*Activity:*
Please set down, exactly, the line with "RULE: annotate each instance with one point in the photo above" and all lines that follow it through the end of the records below.

Data records section start

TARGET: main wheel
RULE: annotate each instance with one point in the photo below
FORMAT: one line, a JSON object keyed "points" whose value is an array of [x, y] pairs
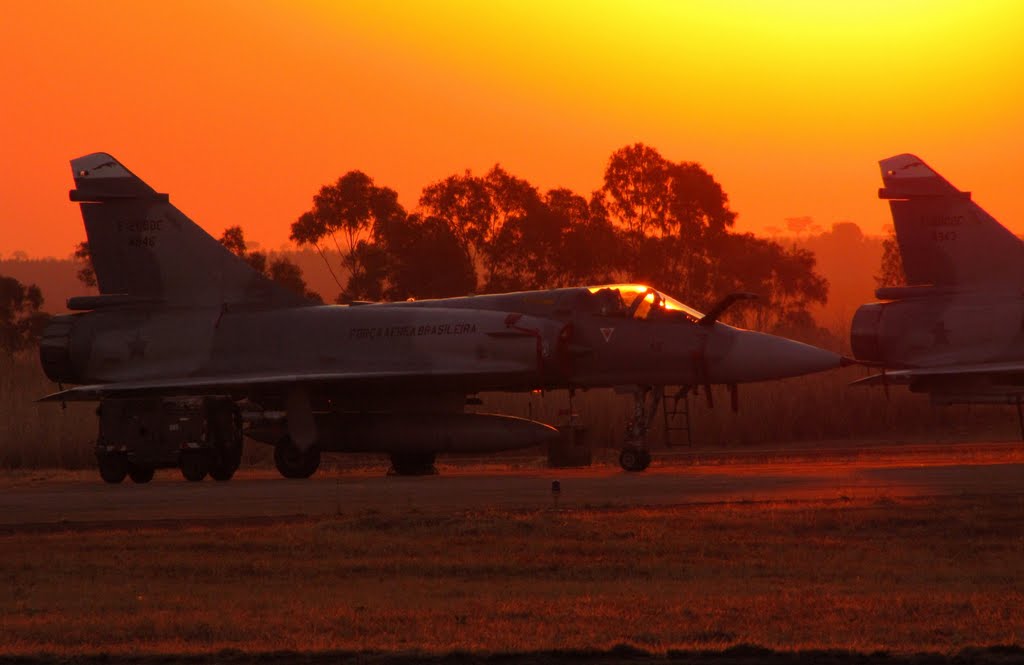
{"points": [[141, 474], [295, 463], [195, 465], [114, 468], [413, 464]]}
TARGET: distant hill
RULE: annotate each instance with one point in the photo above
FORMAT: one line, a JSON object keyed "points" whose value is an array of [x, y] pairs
{"points": [[57, 278]]}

Data records section end

*Written answer:*
RULE: annotate each instance with one point in the photo above
FORMAT: one line, a JSON object keyed "points" whose value is an array of [x, y] pairs
{"points": [[57, 278]]}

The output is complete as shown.